→ **Passage provided**:
"""

Big O notation

A short reference to what Big O is, how time and space are expressed, and how common variables like n and h are used—with examples from the problems in this app.

What is Big O?

Big O describes how the time or space an algorithm needs grows as the input size grows. We ignore constant factors and lower-order terms and focus on the dominant term. For example, if something does 3n² + 100n + 2 steps, we say it is O(n²).

It answers: “If I double the input, roughly how much more work or memory?” O(n) means roughly linear (double input → double cost). O(n²) means doubling the input roughly quadruples the cost.

Time vs space

Time complexity — How many steps (operations) the algorithm does as a function of input size. We count comparisons, loops over data, recursive calls, etc.
Space complexity — How much extra memory the algorithm uses beyond the input: stack depth for recursion, allocated arrays/maps, and output size.

You can have fast-but-heavy algorithms (e.g. O(n) time, O(n) space) or slower-but-light ones (e.g. O(n²) time, O(1) space). Stating both helps compare solutions.

"""

→ **Given information**:
"""

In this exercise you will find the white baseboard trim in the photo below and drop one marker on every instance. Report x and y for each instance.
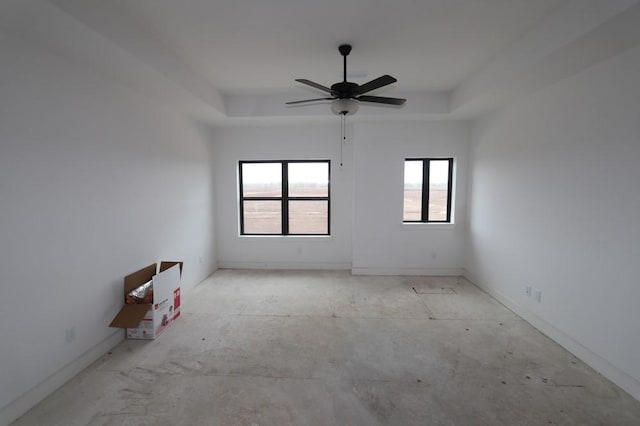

"""

→ **Tasks for this exercise**:
1 – According to the Big O reference, what happens to the cost of an O(n²) algorithm when the input size doubles?
2 – List everything the Big O reference says space complexity covers.
3 – Rewrite the part of the Big O reference that opens with "What is Big" and closes with "and output size.", changing "input size" to "problem size".

→ **Set of answers**:
1 – The cost roughly quadruples.

2 – Stack depth for recursion, allocated arrays/maps, and output size.

3 –
What is Big O?

Big O describes how the time or space an algorithm needs grows as the problem size grows. We ignore constant factors and lower-order terms and focus on the dominant term. For example, if something does 3n² + 100n + 2 steps, we say it is O(n²).

It answers: “If I double the input, roughly how much more work or memory?” O(n) means roughly linear (double input → double cost). O(n²) means doubling the input roughly quadruples the cost.

Time vs space

Time complexity — How many steps (operations) the algorithm does as a function of problem size. We count comparisons, loops over data, recursive calls, etc.
Space complexity — How much extra memory the algorithm uses beyond the input: stack depth for recursion, allocated arrays/maps, and output size.